> _Instructions for the task_: Reproduce the lines of the material below, from the line with "Find red funnel" up to and including the final line of the material.

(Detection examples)
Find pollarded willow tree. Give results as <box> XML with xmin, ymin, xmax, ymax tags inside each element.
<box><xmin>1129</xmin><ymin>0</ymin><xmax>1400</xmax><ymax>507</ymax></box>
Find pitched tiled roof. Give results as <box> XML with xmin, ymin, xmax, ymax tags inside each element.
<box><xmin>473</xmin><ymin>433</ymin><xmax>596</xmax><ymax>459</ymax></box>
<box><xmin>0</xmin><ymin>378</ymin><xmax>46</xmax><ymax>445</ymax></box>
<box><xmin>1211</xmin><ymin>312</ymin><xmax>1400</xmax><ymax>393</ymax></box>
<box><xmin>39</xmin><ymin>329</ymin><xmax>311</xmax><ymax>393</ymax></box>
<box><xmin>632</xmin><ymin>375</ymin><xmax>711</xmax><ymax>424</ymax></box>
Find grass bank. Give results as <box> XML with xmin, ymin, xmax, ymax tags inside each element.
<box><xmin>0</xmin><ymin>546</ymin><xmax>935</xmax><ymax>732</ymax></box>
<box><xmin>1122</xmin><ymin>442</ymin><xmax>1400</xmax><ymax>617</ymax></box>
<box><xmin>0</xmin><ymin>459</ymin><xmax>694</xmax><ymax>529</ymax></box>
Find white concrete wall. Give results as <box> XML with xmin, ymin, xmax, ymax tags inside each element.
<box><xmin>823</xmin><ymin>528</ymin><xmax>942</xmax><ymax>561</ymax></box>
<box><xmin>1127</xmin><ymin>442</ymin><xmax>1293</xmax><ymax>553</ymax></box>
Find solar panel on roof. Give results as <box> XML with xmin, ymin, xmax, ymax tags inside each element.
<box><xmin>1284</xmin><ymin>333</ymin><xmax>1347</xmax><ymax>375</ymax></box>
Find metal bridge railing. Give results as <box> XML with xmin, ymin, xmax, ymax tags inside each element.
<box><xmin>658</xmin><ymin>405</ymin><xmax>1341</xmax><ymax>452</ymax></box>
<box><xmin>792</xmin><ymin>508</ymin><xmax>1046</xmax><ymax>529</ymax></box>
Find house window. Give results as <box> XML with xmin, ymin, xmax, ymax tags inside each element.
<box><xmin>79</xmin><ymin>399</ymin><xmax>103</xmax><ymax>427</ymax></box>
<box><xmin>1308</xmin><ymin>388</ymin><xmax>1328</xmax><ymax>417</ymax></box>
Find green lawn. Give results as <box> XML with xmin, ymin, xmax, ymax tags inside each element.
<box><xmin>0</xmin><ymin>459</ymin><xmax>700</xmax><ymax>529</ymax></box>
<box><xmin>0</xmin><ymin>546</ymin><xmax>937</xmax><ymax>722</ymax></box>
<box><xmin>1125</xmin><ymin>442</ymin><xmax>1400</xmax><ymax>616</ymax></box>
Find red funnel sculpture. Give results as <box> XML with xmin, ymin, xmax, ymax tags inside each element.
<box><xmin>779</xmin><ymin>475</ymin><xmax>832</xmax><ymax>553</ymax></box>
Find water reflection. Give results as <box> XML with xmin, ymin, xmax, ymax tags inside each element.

> _Worked solution_:
Find red funnel sculpture. Give results as <box> XML with xmin, ymin, xmax, ymax tags inside each element.
<box><xmin>779</xmin><ymin>475</ymin><xmax>832</xmax><ymax>553</ymax></box>
Find water reflection. Give results as <box> XML with xmin, ymin, xmax, ymax tags inside each element.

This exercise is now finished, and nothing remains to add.